* START SOURCE RECORDS *

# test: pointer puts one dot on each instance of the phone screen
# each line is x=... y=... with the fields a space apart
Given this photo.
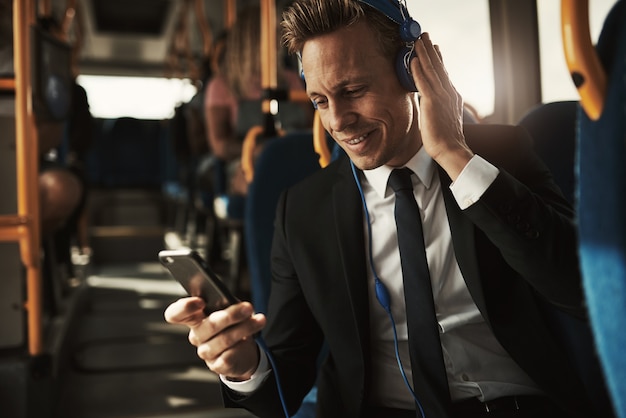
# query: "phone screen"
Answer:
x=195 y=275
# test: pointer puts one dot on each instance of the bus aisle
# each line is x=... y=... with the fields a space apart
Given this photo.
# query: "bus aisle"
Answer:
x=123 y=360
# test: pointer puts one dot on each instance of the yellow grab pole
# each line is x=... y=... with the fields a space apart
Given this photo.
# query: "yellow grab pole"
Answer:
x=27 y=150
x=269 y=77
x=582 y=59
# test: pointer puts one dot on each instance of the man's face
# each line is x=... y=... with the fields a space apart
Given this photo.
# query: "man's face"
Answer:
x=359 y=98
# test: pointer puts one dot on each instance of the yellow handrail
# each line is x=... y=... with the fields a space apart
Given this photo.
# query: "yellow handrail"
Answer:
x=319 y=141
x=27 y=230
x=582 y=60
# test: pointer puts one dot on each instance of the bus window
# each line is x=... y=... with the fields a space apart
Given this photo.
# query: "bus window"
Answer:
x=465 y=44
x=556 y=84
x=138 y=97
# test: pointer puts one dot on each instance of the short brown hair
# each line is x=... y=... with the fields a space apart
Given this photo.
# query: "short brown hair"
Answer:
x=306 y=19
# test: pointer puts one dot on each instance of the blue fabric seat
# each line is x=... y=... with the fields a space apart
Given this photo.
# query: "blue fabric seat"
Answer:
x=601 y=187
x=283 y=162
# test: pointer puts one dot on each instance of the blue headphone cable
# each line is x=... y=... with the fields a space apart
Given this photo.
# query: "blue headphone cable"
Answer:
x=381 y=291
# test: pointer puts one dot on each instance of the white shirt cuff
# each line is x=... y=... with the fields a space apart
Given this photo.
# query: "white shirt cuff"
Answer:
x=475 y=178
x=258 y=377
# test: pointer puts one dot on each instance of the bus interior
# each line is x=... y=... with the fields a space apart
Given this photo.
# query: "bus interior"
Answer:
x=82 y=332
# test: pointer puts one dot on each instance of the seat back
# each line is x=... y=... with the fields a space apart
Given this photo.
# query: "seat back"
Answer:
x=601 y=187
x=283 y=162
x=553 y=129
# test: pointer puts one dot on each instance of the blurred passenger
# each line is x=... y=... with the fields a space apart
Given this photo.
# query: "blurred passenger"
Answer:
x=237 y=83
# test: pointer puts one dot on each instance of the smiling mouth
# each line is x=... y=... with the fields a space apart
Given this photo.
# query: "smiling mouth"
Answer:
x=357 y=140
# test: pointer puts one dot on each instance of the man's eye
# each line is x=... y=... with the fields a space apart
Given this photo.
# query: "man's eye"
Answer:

* END SOURCE RECORDS *

Copy all of the rows above word for word, and leave out the pictures.

# test: pointer puts one dot on each instance of the phone screen
# each line is x=... y=... with the fields a space apart
Given this photo.
# query: "phone screen"
Answer:
x=195 y=275
# test: pointer puts one dot on each instance of the bus aisle
# each line is x=... y=... with the fields a space apart
Given this photo.
# query: "bus aisle"
Answer:
x=123 y=360
# test: pointer puts one dot on each instance of the yellow grab pole
# each line is x=... y=... with the fields a space apart
Given this photo.
# query: "yellow grab pole"
Answer:
x=27 y=150
x=269 y=77
x=582 y=59
# test: pointer puts one dot on each instance of the man's face
# each line is x=... y=... with the fields a space apart
Given this photo.
# query: "man's face"
Answer:
x=359 y=98
# test: pointer puts one dot on each instance of the yellow handrail
# each line is x=... y=... with the fields a space apart
Given this photo.
# query: "yellow handrail"
Answer:
x=319 y=141
x=27 y=230
x=582 y=60
# test: pointer puts one dot on each instance of the bus window
# each line is x=... y=... with the fields a space apart
Given this photo.
# query: "bus window"
Answer:
x=465 y=44
x=556 y=84
x=138 y=97
# test: pointer puts one dot on each instance of the short brown hair
# each line is x=... y=... with the fields a space apart
Given this photo.
# query: "short brown hair"
Answer:
x=306 y=19
# test: pointer puts one dot on each instance of the blue fabric seat
# each line is x=... y=... with the fields a space apart
Given this photo.
# query: "blue fabric seat"
Answer:
x=601 y=187
x=283 y=162
# test: pointer puts one dot on each instance of the blue headphone cable
# each line is x=... y=... with the fields a space apart
Given this photo.
# query: "blue headphone cable"
Answer:
x=381 y=291
# test: pointer puts one dot on each instance of the white shirt cuff
# each line is x=... y=... with the fields a space apart
Given this photo.
# query: "white shirt cuff"
Answer:
x=475 y=178
x=258 y=377
# test: pointer puts one dot on each instance of the bus interior
# each line is x=... y=... with the fields a space apart
Given this photo.
# query: "bus interior"
Answer:
x=82 y=332
# test: pointer puts one dot on each instance of the seat back
# each line is x=... y=... with the fields a space apart
Given this photo.
# query: "seat back"
Answer:
x=601 y=187
x=283 y=162
x=553 y=129
# test: pointer puts one dot on each instance of the blurred passenger
# each line is x=... y=... with the fields a space apart
Given this photo.
# query: "blurred passenger"
Answer:
x=237 y=83
# test: pointer puts one dot on each instance of the smiling mouth
# each line is x=... y=... with the fields a space apart
Given this photo.
# query: "smiling mouth"
Answer:
x=357 y=140
# test: pointer puts one dot on each instance of the man's eye
# each line is x=... y=... with the fields a space apart
Given this photo.
# query: "man's eye"
Answer:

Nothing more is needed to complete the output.